Point placement rows:
============================================================

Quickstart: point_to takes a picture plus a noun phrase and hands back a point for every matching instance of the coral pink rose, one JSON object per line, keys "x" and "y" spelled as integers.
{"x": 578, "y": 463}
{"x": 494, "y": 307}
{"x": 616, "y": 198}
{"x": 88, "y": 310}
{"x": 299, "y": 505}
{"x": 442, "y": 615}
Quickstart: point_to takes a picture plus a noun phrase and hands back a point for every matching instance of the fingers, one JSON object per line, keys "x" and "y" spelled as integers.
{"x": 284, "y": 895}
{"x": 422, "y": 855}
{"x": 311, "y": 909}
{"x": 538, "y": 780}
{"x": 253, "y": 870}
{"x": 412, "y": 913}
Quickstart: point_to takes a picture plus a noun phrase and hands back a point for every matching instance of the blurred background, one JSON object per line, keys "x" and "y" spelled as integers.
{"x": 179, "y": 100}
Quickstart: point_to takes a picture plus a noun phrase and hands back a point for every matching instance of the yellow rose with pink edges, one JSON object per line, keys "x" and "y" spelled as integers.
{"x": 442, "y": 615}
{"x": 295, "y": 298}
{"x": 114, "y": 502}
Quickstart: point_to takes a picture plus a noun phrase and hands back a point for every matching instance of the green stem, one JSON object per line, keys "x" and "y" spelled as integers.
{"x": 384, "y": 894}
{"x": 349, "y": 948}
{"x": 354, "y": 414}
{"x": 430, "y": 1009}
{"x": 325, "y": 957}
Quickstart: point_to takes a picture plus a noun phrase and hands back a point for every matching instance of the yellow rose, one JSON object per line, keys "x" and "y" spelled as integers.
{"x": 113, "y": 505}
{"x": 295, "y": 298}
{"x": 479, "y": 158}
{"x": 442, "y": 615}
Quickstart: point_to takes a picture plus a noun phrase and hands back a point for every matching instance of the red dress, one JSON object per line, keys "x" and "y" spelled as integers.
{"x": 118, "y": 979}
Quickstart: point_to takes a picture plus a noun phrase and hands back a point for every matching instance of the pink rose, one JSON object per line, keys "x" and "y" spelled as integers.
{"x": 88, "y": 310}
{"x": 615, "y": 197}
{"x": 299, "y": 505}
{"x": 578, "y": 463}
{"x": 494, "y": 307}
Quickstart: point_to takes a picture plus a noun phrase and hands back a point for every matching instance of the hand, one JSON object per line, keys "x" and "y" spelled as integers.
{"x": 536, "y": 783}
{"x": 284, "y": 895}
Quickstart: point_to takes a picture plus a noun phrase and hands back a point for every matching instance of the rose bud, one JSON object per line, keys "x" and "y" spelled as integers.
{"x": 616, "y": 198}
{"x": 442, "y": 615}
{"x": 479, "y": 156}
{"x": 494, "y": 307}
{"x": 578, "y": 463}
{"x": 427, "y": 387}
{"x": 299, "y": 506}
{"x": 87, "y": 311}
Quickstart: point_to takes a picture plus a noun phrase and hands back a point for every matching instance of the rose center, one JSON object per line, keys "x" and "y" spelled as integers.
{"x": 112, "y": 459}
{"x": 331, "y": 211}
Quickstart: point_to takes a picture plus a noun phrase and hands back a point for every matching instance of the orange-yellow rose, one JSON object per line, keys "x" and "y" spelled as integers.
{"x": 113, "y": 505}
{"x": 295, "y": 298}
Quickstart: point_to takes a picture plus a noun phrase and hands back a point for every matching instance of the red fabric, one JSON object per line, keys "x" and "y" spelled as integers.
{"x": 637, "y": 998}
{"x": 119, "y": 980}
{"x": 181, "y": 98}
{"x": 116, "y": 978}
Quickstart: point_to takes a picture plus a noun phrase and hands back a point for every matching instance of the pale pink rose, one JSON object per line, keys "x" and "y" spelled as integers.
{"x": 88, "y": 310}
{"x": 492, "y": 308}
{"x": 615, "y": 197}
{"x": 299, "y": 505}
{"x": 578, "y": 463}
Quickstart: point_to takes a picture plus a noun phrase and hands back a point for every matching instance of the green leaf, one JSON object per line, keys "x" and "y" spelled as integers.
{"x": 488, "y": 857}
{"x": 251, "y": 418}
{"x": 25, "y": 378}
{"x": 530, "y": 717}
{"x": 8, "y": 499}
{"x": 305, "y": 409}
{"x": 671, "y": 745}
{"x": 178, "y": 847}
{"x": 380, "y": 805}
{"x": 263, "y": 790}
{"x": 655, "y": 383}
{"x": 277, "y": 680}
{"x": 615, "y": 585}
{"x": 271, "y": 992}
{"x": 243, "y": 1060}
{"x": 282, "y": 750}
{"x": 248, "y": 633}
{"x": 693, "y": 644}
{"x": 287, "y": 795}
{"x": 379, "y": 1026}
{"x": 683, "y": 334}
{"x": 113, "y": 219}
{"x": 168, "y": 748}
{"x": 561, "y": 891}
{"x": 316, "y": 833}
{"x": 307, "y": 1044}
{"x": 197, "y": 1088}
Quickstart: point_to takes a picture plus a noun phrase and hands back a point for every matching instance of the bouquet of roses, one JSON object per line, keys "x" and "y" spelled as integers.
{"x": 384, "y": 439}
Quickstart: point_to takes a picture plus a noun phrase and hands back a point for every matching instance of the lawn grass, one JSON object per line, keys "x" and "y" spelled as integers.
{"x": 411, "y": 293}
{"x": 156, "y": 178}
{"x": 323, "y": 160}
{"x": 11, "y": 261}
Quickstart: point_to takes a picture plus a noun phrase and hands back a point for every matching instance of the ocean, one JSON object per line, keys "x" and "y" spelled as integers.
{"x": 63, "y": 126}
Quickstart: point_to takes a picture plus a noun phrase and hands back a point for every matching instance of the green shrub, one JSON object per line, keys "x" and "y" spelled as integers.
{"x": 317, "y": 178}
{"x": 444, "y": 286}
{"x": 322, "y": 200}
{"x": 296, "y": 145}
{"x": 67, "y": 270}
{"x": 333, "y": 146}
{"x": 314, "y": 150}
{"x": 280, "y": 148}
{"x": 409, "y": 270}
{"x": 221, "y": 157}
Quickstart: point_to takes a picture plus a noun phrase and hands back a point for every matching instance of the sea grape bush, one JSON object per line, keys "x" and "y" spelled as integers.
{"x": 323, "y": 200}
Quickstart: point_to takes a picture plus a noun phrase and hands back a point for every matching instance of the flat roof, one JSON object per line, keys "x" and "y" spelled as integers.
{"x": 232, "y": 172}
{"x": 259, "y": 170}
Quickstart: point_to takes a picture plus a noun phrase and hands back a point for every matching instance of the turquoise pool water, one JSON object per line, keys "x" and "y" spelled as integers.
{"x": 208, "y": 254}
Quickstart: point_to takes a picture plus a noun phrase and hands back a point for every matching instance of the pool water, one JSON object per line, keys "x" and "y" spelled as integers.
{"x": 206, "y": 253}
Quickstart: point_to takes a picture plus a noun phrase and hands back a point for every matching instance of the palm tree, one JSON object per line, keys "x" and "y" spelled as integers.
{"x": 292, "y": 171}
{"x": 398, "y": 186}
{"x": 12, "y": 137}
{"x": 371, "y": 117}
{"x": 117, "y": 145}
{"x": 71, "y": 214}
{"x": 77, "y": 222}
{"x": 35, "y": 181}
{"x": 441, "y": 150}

============================================================

[PROBLEM DESCRIPTION]
Please copy the rows word for word, beginning at the line that contains "the sea grape" and continuing through the last row.

[REPLY]
Quickstart: point_to takes a picture plus a noun phrase and hands back a point for every matching instance of the sea grape bush, one JSON object per line, keys "x" and "y" spelled as integers.
{"x": 323, "y": 200}
Quickstart: point_to takes a picture plus a noun phrase and hands back a point for every matching instance of the flat roof, one JSON object per line, keys "x" and "y" spelled as integers.
{"x": 232, "y": 172}
{"x": 259, "y": 170}
Quickstart: point_to takes a picture plus a noun phrase and hands back a point for every matching instance of the turquoise pool water, one JSON object per line, keys "x" and "y" spelled as integers.
{"x": 208, "y": 254}
Quickstart: point_to takes a picture plus a noun phrase and hands back a point for every matching instance of the pool water, one JSON object per line, keys "x" and "y" spelled as integers.
{"x": 206, "y": 253}
Quickstart: point_to takes a picture plus a noun phrase and hands back a point for every matching instance of the palm tree, one JSON object per line, keys "x" and "y" spelled as integers.
{"x": 292, "y": 171}
{"x": 398, "y": 186}
{"x": 12, "y": 137}
{"x": 371, "y": 117}
{"x": 117, "y": 145}
{"x": 71, "y": 214}
{"x": 77, "y": 222}
{"x": 35, "y": 181}
{"x": 441, "y": 150}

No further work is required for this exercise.